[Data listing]
----
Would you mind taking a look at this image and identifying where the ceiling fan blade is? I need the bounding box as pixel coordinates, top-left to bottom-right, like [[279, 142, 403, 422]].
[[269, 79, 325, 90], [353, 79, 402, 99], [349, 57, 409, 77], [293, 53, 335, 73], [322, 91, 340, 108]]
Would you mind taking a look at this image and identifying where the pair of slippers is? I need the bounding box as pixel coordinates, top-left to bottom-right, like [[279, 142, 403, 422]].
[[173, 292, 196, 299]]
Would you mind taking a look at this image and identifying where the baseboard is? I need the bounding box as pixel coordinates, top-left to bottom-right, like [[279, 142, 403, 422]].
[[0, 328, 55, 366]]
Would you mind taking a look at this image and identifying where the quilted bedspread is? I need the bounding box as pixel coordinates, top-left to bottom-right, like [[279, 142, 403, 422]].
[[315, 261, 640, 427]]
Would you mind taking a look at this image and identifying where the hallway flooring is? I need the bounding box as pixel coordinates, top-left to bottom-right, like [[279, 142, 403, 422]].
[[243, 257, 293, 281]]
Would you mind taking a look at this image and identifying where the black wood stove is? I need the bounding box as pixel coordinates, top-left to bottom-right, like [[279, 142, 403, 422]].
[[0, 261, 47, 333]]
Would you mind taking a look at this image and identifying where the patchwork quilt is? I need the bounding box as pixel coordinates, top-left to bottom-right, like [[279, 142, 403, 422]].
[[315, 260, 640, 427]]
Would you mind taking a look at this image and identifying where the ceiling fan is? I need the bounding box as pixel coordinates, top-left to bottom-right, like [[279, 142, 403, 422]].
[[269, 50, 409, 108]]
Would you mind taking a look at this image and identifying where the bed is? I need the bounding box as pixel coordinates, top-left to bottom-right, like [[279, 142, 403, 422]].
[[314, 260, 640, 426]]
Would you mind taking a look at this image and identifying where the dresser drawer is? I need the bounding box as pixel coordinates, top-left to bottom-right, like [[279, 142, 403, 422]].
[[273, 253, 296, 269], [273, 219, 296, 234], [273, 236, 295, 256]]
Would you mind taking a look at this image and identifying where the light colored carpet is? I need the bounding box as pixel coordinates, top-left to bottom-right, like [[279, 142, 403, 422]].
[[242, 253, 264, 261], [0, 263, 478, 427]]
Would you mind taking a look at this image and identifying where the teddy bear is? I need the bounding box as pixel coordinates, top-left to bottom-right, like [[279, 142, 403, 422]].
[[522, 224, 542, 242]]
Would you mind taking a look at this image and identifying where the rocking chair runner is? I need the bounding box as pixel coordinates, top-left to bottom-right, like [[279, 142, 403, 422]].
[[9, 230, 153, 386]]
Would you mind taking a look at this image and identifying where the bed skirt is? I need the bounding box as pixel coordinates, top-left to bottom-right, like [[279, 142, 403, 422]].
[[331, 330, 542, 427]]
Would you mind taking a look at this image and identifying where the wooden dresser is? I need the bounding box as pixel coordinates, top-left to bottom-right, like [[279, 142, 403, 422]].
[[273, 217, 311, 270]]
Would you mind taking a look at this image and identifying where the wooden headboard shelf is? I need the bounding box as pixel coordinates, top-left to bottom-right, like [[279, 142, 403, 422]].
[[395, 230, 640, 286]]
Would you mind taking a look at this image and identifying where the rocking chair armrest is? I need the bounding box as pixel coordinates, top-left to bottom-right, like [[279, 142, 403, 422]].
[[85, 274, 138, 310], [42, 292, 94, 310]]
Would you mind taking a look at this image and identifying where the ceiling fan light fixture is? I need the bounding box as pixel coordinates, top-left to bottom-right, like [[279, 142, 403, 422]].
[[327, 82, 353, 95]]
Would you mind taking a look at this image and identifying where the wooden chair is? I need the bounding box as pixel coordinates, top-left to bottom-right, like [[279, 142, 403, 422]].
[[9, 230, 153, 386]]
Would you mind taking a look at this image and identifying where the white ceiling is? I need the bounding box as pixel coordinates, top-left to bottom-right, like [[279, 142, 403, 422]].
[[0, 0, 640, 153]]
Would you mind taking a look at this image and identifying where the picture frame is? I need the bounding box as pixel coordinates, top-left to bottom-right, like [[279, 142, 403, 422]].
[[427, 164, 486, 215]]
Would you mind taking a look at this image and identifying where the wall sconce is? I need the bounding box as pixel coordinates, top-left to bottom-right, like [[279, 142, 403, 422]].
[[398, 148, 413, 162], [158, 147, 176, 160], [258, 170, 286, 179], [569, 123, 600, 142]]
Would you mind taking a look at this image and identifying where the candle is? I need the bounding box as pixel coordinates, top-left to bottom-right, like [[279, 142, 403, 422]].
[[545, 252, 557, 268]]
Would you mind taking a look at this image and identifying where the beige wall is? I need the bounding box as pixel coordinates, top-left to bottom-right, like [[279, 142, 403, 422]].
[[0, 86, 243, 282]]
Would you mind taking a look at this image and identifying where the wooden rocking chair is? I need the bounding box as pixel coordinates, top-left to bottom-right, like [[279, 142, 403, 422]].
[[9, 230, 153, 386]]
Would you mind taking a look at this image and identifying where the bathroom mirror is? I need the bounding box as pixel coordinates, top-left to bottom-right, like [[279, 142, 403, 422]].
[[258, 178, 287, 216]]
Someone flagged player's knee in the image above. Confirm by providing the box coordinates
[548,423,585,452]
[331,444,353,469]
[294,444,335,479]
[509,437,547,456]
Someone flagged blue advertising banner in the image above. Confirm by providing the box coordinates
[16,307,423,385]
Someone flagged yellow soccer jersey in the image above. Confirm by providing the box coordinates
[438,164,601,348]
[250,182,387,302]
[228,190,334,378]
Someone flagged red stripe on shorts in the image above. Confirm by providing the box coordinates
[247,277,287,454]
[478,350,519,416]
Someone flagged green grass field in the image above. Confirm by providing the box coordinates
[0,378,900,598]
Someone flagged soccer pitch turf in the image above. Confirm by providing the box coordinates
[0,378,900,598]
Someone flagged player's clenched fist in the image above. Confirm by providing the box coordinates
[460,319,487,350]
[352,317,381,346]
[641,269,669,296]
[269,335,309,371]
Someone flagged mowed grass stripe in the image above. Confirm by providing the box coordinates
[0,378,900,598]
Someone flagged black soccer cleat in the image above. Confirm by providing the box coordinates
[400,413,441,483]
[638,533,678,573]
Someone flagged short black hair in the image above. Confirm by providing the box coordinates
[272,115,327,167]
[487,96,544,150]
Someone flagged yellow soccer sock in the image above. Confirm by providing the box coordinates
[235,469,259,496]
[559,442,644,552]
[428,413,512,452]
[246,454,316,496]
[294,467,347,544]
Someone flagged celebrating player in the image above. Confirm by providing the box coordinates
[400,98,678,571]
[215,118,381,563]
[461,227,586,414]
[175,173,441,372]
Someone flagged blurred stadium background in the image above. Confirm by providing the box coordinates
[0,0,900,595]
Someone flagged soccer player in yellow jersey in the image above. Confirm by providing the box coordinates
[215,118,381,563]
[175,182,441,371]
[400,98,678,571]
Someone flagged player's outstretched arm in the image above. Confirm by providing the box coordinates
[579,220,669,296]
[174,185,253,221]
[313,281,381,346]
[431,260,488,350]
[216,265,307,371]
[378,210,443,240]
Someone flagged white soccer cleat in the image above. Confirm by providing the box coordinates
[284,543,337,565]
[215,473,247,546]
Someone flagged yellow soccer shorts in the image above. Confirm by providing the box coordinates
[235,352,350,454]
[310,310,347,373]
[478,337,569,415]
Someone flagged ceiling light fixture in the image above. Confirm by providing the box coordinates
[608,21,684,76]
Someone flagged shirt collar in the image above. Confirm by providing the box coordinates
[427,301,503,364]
----
▶ INSTRUCTIONS FOR THE TASK:
Copy out the whole data listing again, swapping each "top-left to bottom-right" for "upper-left to lower-right" and leaving everything else unchanged.

▶ TASK SOLUTION:
Would you mind taking a look at this image and identifying where the ceiling fan blade is? I need the bounding box as pixel coordinates, upper-left to lower-right, like [[279, 142, 403, 422]].
[[269, 79, 325, 90], [353, 79, 402, 99], [349, 57, 409, 77], [293, 53, 335, 73], [322, 91, 340, 108]]
Would you mind taking a look at this image and identifying where the pair of slippers is? I need the bounding box as pixel coordinates, upper-left to lower-right, like [[279, 142, 403, 422]].
[[173, 292, 196, 299]]
Would you mind taking a look at this image and identifying where the baseboard is? I need the bounding box as pixel coordinates, upper-left to lower-right, like [[279, 142, 403, 422]].
[[0, 328, 55, 366]]
Would you mind taking a look at this image and identifying where the quilted bedspread is? I need the bounding box as pixel coordinates, upper-left to lower-right, like [[279, 142, 403, 422]].
[[315, 261, 640, 427]]
Would you mind taking a look at this image and identifying where the hallway flooring is? I need the bounding box as pixel coordinates, upper-left to lower-right, like [[279, 142, 403, 422]].
[[243, 257, 293, 281]]
Would you mind taking a look at this image and identifying where the black wood stove is? I need the bounding box as pixel coordinates, upper-left to lower-right, like [[279, 142, 403, 422]].
[[0, 261, 47, 333]]
Would you mind taking a look at this image and identifying where the patchwork quilt is? I need the bounding box as pixel coordinates, upper-left to lower-right, like [[279, 142, 403, 422]].
[[315, 260, 640, 427]]
Would you mind taking a look at this image and identifying where the ceiling fan is? I need the bounding box as pixel coordinates, upper-left to lower-right, like [[279, 142, 403, 422]].
[[269, 50, 409, 108]]
Would you mind taking a look at this image and identifying where the bed is? I need the bounding box as pixel coordinates, upper-left to lower-right, like [[279, 142, 403, 422]].
[[314, 260, 640, 426]]
Would you mind taking a look at this image and identifying where the dresser drawer is? I need the bounding box as pixel coordinates, upper-left to lower-right, like [[279, 142, 403, 422]].
[[273, 253, 296, 269], [273, 219, 296, 234], [273, 236, 295, 256]]
Would you mind taking a look at this image and identifying where the light colored carpet is? I need the bounding box as pixel coordinates, upper-left to lower-right, like [[279, 142, 403, 422]].
[[242, 253, 264, 261], [0, 263, 478, 427]]
Would you mind taking a look at this image and identifying where the teddy bear is? I need the bounding box as pixel coordinates, upper-left to lower-right, like [[279, 142, 403, 422]].
[[522, 224, 542, 242]]
Would you mind taking a look at this image and identifying where the rocking chair runner is? I need the bounding box as pixel coordinates, upper-left to lower-right, like [[279, 142, 403, 422]].
[[9, 230, 153, 386]]
Would you mind taking a look at this image and identifying where the bed skirt is? I need the bounding box as pixel coordinates, upper-left to lower-right, like [[279, 142, 403, 422]].
[[331, 330, 542, 427]]
Would you mind taking a look at this image and identifying where the wooden dresser is? I need the bounding box as pixel coordinates, upper-left to lower-right, like [[279, 142, 403, 422]].
[[273, 217, 311, 270]]
Would you mind taking a look at this image and identifying where the wooden headboard shelf is? I need the bounding box as pixel coordinates, upper-left to lower-right, like [[279, 142, 403, 422]].
[[395, 230, 640, 286]]
Would you mind taking a look at this image and identifying where the rocking chair armrest is? I need the bounding box as pixel coordinates, upper-left to lower-right, like [[279, 142, 403, 422]].
[[85, 274, 138, 310], [42, 292, 94, 310]]
Would you mind taking a look at this image and identifying where the ceiling fan light fixture is? I need the bounding box as pixel coordinates, upper-left to lower-right, like [[279, 142, 403, 422]].
[[327, 82, 353, 95]]
Would you mind taking a look at this image and identifying where the wooden chair is? I need the bounding box as pixel coordinates, upper-left to lower-right, like [[279, 142, 403, 422]].
[[9, 230, 153, 386]]
Would you mind taking a look at this image and identifying where the white ceiling is? I need the bounding box as pixel coordinates, upper-left to lower-right, like [[279, 142, 403, 422]].
[[0, 0, 640, 153]]
Would you mind taking a look at this image and identifying where the picture frame is? I need the bounding box as pixel coordinates, upper-left to lower-right, like [[279, 142, 403, 422]].
[[427, 164, 486, 215]]
Would you mind taking a look at this image and identifying where the wall sconce is? I need the bounding box as pixel coordinates, upper-left to lower-right, like [[279, 142, 403, 422]].
[[398, 148, 413, 162], [158, 147, 176, 160], [258, 170, 286, 179], [569, 123, 600, 142]]
Would you mind taking a look at this image and identifying where the candle is? I need the bounding box as pixel coordinates, upper-left to lower-right, like [[279, 142, 403, 422]].
[[545, 252, 557, 268]]
Would you mind taking a look at this image and identifying where the beige wall is? I need the bounding box as pixel coordinates, upper-left to lower-right, like [[279, 142, 403, 422]].
[[0, 86, 243, 282]]
Would you mind taking a look at this image and identifying where the wooden rocking chair is? I need the bounding box as pixel coordinates, upper-left to lower-right, like [[279, 142, 403, 422]].
[[9, 230, 153, 386]]
Would you mind taking a look at this image and identifying where the bathroom mirror is? I need the bounding box as pixel coordinates, upper-left to lower-right, like [[279, 142, 403, 422]].
[[258, 178, 287, 216]]
Someone flagged player's knee in the image above. Confirm by providing the box coordinates
[548,423,585,452]
[331,444,353,469]
[294,444,335,479]
[509,437,547,456]
Someone flagged blue advertising banner in the image above. Confirm by providing the box coordinates
[16,307,423,385]
Someone flagged yellow soccer jersey in the image above. Confirm by providing the box coordinates
[438,164,601,348]
[250,182,387,302]
[228,190,334,378]
Someone flagged red stripe on shorts in the image above. Confirm by providing the box coordinates
[247,277,287,454]
[478,350,519,416]
Someone flagged green grass field in the image above. Confirm by providing the box coordinates
[0,378,900,598]
Someone flagged soccer pitch turf in the image above. Confirm by providing the box coordinates
[0,378,900,598]
Someone flagged player's clenched fist in the image above. Confirm by providing the box coordinates
[460,319,487,350]
[352,317,381,346]
[641,269,669,296]
[269,335,309,371]
Someone flagged mowed grass stripe in the image above. Confirm by providing the box coordinates
[0,378,900,598]
Someone flagged black soccer cleat in the image above. Confirm by providing the box coordinates
[400,413,441,483]
[638,533,678,573]
Someone flagged short black hair in the image above. Confirm by providing the box coordinates
[272,115,327,167]
[487,96,544,150]
Someone flagged yellow soccer sock in the image above. Confirm by providing the box coordinates
[235,469,259,496]
[559,442,644,552]
[428,413,512,452]
[246,454,316,496]
[294,467,347,544]
Someone flagged celebrating player in the image above. Confirm by providing the box coordinates
[400,98,678,571]
[215,118,381,563]
[461,227,586,414]
[175,173,441,372]
Someone flagged blurred stadium background in the image above. Confirm by providing the box coordinates
[0,0,900,595]
Someone flagged soccer player in yellow jersey in the image above. Confirm by providing the box coordinates
[215,118,381,563]
[175,182,441,371]
[400,98,678,571]
Someone flagged player's outstretched arm in the image above. Confirm by providing the box coordinates
[579,220,669,296]
[174,185,253,221]
[313,281,381,346]
[431,260,488,350]
[216,265,307,371]
[378,210,443,240]
Someone flagged white soccer cleat in the image above. Confirm by providing the box coordinates
[284,543,337,565]
[215,473,247,546]
Someone flagged yellow soccer shorts in the image above. Confirm by providing the box coordinates
[235,352,350,454]
[310,310,347,373]
[478,337,569,415]
Someone flagged ceiling light fixture in the image above. Confirm by providing the box coordinates
[608,21,684,76]
Someone flagged shirt collar in the image above. Confirm by providing the box coordinates
[427,301,503,364]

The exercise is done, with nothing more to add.